Exercise aim ▸ The answer consists of one number: how many lines of the data below include the string "oval".

Point localization data

════

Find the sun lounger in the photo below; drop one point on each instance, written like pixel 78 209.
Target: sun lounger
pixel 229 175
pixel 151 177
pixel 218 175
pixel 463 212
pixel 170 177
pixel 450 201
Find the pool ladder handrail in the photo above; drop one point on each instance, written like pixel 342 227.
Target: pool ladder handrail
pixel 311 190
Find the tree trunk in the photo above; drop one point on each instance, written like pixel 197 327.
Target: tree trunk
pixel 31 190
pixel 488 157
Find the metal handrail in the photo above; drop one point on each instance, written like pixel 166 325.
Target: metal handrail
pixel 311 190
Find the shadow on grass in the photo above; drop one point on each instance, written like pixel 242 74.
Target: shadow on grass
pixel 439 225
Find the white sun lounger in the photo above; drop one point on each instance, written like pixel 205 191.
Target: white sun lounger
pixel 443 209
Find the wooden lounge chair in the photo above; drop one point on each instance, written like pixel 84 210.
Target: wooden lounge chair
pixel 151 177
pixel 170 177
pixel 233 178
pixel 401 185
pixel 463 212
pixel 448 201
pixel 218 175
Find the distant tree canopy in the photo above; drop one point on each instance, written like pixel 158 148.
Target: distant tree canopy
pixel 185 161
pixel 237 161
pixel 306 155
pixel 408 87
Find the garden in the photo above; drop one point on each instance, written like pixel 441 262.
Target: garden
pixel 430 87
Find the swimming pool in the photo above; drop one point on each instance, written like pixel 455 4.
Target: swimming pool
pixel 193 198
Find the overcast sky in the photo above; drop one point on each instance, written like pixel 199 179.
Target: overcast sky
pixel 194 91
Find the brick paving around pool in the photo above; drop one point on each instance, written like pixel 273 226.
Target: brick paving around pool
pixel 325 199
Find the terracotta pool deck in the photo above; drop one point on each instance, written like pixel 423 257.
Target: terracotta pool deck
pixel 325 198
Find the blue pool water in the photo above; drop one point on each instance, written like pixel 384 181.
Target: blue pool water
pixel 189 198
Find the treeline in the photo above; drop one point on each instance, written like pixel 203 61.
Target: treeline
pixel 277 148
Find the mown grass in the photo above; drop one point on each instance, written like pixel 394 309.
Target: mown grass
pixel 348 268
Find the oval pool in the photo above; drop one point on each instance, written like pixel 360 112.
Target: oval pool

════

Exercise solution ▸ 2